OBJECTIVE
Copy out all of the material, matching it word for word.

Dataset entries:
============

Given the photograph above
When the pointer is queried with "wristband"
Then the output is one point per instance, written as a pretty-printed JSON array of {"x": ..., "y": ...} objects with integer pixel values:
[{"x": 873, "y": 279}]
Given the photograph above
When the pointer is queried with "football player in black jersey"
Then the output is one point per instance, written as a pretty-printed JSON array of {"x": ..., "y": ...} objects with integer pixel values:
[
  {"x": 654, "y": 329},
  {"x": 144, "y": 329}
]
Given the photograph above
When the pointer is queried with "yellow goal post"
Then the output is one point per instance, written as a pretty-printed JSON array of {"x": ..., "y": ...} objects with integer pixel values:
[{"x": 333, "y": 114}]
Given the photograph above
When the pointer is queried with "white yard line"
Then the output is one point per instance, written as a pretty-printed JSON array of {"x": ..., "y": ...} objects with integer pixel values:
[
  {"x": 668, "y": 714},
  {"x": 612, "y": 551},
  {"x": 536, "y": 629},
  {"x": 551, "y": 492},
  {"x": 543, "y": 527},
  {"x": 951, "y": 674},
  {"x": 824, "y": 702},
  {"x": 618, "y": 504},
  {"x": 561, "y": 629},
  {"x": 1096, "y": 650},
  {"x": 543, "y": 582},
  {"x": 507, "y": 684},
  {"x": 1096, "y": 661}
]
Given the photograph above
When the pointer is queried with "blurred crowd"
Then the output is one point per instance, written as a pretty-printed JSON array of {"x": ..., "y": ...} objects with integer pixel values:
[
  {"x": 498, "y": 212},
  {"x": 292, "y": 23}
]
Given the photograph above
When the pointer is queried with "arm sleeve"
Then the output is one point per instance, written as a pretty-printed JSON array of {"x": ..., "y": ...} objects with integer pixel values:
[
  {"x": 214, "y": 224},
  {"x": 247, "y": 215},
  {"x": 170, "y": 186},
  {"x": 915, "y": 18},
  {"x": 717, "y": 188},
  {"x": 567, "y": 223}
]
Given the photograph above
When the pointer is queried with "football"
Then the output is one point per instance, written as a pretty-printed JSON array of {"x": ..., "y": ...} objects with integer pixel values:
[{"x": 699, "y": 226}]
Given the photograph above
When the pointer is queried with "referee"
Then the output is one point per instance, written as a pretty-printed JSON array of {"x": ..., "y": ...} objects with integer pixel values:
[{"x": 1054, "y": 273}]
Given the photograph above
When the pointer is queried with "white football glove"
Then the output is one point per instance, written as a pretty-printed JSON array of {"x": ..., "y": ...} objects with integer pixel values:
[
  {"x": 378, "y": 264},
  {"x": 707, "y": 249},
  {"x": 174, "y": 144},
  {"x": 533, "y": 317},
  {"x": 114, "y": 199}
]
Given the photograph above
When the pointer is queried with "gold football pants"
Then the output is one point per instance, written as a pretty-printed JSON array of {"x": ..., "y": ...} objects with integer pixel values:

============

WRITTEN SOLUTION
Given the photograph above
When the pointer is queried with "wristband"
Then the output is one point per instance, written as a pretty-printed JSON array of {"x": ..., "y": ...} objects with integer pixel values:
[{"x": 873, "y": 279}]
Given the photograph above
When the pointer is queried with "football player in black jersey"
Then the output is one point per instance, written as a pretty-printed JSON array of {"x": ..., "y": ...} objects with integer pixel values:
[
  {"x": 654, "y": 329},
  {"x": 144, "y": 329}
]
Given the photograph above
When the pointer is queried with "yellow goal post"
Then the output is one point per instance, written as a pretty-printed JSON array of {"x": ..., "y": ...} objects with integer pixel values:
[{"x": 333, "y": 114}]
Given the photograph above
When the pointer is queried with "white yard line"
Then the output is one point per instance, written as a pretty-printed JSON array of {"x": ..., "y": ...} objects with integer pixel values:
[
  {"x": 668, "y": 714},
  {"x": 612, "y": 551},
  {"x": 536, "y": 629},
  {"x": 551, "y": 492},
  {"x": 543, "y": 527},
  {"x": 951, "y": 674},
  {"x": 824, "y": 702},
  {"x": 618, "y": 504},
  {"x": 561, "y": 629},
  {"x": 1096, "y": 650},
  {"x": 543, "y": 582},
  {"x": 507, "y": 684},
  {"x": 1096, "y": 661}
]
Given the photograph above
When the pointer is queried with "blurred crowd"
Then the output is one point per instance, written as a pretty-printed JSON array of {"x": ..., "y": ...} objects with integer pixel values:
[
  {"x": 498, "y": 212},
  {"x": 292, "y": 23}
]
Given the photograph above
When the pointer is queried with "arm sleeve"
Then the output is one point per instance, written as a pretty-printed JSON array of {"x": ..., "y": ...} objects with integer pixel values:
[
  {"x": 214, "y": 224},
  {"x": 247, "y": 215},
  {"x": 170, "y": 186},
  {"x": 915, "y": 18},
  {"x": 717, "y": 188},
  {"x": 567, "y": 223}
]
Given the photograph above
When the pointer is queried with "football"
Then the output is one point per instance, written as a pretty-printed JSON array of {"x": ..., "y": ...} objects with integer pixel values:
[{"x": 699, "y": 226}]
Given the photograph above
When the pointer is queried with "referee"
Then the output is one point per instance, written as a pretty-printed JSON array of {"x": ..., "y": ...} objects with integer pixel values:
[{"x": 1054, "y": 273}]
Given the photograph above
When the pointer is queried with "white football glove"
Then the output is one point per instance, written as a pretty-printed JSON array of {"x": ..., "y": ...} objects with integer pixel values:
[
  {"x": 378, "y": 264},
  {"x": 707, "y": 249},
  {"x": 174, "y": 144},
  {"x": 533, "y": 317},
  {"x": 114, "y": 199}
]
Given the photograph above
When the pointer is queried with "gold football pants"
Then the output is one point per instance, written as a pretty-printed JSON array of {"x": ..., "y": ...} objects with integer pixel values:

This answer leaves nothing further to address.